▶ **Stated problem**
Pull out each line of the listing that contains the word "noun", matching case exactly.

Saved entries:
++++++++++
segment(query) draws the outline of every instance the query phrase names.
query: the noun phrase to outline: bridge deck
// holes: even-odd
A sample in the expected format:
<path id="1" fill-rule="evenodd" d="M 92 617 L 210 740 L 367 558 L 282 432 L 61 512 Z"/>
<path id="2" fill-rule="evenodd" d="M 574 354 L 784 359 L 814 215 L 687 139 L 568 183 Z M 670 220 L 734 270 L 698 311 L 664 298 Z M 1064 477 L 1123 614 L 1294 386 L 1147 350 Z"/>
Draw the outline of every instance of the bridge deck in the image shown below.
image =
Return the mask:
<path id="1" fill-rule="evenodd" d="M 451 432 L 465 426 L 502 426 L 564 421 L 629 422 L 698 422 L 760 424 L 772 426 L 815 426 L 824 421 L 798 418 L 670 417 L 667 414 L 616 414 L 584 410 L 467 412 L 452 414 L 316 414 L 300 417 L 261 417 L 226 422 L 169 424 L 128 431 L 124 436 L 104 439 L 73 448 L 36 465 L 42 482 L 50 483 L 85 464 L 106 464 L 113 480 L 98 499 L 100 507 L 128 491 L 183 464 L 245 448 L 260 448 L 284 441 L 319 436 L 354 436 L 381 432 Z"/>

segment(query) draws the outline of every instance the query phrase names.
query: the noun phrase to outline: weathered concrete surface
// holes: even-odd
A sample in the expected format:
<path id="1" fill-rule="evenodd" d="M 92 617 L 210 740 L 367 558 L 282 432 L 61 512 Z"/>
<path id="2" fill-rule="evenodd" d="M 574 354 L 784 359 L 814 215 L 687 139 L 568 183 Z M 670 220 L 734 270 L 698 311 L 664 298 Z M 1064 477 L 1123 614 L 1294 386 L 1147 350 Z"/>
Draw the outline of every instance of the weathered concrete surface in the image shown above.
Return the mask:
++++++++++
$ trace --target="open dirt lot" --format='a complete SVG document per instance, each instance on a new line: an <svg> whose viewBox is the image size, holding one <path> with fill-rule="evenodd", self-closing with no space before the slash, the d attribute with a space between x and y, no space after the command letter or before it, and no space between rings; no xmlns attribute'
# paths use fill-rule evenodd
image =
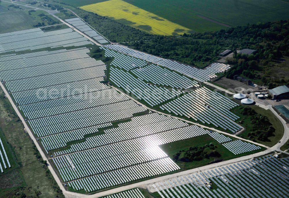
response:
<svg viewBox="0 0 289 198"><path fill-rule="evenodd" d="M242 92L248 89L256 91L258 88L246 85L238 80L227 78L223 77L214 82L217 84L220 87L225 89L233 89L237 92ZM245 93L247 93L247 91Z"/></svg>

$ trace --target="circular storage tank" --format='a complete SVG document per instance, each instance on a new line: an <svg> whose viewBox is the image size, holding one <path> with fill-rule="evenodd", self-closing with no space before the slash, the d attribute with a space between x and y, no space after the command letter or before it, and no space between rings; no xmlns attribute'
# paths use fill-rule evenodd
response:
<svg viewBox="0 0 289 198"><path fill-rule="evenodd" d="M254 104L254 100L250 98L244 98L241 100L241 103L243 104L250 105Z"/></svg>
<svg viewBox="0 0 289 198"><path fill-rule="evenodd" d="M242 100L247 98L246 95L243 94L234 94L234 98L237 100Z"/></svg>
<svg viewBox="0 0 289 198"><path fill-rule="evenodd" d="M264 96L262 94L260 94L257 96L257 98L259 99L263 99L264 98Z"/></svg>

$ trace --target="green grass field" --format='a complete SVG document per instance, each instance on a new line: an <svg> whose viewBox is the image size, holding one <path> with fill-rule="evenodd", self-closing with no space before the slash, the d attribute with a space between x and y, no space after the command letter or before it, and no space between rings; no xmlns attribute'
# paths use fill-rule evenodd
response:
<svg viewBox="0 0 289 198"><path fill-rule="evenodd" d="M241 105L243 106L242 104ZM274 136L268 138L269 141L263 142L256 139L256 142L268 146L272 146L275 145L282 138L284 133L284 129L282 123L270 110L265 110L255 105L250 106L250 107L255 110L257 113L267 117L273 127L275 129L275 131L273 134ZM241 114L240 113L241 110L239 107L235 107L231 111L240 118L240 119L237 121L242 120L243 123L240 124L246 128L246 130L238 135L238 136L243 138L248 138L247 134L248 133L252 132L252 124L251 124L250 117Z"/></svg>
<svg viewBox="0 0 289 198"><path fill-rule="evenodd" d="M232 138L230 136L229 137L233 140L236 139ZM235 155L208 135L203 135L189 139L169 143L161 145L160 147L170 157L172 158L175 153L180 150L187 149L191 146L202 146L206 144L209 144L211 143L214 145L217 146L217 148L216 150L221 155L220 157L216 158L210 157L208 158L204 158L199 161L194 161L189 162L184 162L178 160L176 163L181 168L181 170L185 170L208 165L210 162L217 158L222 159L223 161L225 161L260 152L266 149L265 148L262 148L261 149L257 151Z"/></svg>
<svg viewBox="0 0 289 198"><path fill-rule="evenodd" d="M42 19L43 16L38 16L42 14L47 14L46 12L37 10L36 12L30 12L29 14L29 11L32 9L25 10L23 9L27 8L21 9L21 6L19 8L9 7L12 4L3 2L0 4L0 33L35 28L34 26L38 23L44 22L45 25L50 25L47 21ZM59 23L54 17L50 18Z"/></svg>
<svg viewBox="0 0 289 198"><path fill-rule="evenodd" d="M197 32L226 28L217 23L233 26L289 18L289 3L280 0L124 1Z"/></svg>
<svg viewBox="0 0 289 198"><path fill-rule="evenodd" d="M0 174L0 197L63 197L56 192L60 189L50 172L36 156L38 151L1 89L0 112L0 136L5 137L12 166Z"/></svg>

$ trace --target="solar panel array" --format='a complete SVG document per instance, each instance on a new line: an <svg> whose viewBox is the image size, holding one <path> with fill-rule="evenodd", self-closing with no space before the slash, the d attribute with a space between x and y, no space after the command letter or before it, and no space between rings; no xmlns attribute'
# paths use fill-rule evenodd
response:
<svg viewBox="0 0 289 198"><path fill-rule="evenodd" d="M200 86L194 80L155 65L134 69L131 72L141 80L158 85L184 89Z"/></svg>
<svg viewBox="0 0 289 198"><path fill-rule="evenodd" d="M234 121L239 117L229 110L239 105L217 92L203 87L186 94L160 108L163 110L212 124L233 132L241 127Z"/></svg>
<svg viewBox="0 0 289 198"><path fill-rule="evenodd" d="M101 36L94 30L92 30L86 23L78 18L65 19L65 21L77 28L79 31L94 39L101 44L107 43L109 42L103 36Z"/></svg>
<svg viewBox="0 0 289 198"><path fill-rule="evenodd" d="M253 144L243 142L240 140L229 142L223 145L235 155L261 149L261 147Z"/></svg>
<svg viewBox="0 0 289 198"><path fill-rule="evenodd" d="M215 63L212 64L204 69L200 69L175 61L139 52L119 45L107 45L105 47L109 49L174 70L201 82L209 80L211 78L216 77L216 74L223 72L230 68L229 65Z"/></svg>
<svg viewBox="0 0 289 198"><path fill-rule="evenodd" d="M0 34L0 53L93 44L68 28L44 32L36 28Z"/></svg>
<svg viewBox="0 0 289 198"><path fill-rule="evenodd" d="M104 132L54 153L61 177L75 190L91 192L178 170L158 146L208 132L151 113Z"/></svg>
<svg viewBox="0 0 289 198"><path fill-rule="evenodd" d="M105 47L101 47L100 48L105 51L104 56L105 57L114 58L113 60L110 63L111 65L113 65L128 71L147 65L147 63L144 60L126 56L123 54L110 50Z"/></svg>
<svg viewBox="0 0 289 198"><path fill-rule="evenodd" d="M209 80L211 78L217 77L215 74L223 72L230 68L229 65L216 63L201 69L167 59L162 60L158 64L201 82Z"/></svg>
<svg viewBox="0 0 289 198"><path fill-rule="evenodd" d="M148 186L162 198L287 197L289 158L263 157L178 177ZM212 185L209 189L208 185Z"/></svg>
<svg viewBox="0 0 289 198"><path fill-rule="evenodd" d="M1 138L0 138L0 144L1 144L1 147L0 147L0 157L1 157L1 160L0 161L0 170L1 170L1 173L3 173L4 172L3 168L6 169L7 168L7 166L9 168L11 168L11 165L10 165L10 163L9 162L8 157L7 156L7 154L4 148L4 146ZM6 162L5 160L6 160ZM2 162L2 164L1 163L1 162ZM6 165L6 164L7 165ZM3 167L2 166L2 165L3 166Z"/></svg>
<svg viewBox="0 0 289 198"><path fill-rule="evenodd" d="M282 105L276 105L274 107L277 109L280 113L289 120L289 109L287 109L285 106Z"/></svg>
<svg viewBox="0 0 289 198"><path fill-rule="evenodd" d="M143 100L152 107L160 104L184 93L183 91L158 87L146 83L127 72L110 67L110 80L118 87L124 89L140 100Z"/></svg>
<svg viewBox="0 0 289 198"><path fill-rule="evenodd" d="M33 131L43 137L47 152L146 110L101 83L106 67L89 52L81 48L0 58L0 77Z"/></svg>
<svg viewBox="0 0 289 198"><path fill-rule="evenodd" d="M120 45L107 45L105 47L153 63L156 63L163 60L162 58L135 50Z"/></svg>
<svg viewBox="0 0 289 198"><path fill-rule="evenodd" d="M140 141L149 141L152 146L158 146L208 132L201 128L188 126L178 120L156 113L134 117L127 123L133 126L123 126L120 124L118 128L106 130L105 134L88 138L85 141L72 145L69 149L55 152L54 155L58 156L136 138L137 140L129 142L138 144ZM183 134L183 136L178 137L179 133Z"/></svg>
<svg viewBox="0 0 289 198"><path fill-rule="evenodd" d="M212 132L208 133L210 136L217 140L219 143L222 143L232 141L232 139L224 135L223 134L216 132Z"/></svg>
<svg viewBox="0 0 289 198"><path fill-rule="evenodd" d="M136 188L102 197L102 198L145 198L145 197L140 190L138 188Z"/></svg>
++++++++++
▶ **Written response**
query: the noun phrase to outline: bridge deck
query: the noun phrase to outline: weathered concrete surface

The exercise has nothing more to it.